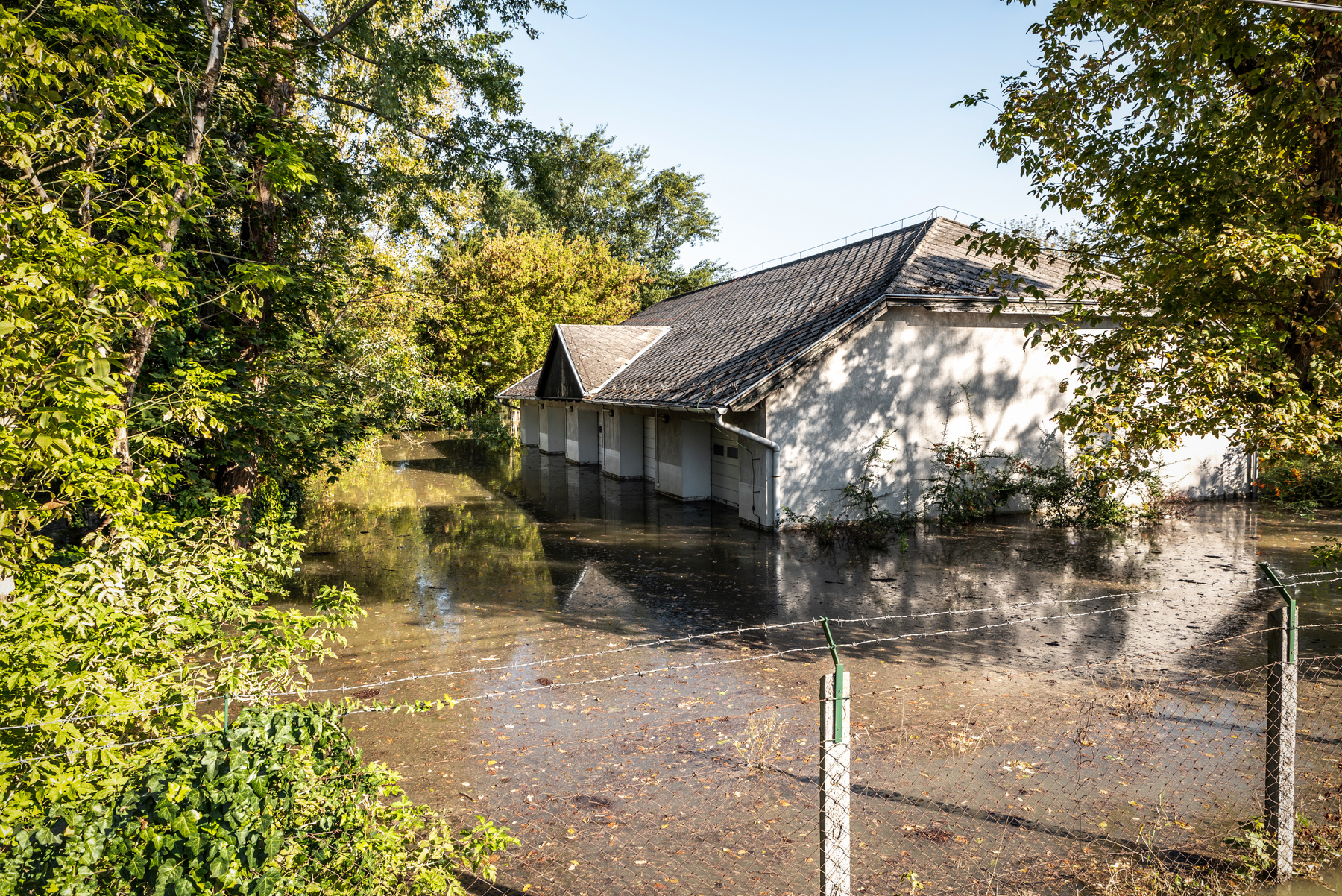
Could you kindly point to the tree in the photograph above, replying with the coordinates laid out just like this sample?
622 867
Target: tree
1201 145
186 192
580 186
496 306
^^^^^^^^^^^^^^^^
Reproduce the lines above with each "tree" renamed to "shrub" and nothing else altered. Omit the picture.

Could you kindly point to the shrub in the photograph above, replying with the coordinates laid out just like this sample?
622 867
Target: shrub
1201 145
186 192
580 186
496 306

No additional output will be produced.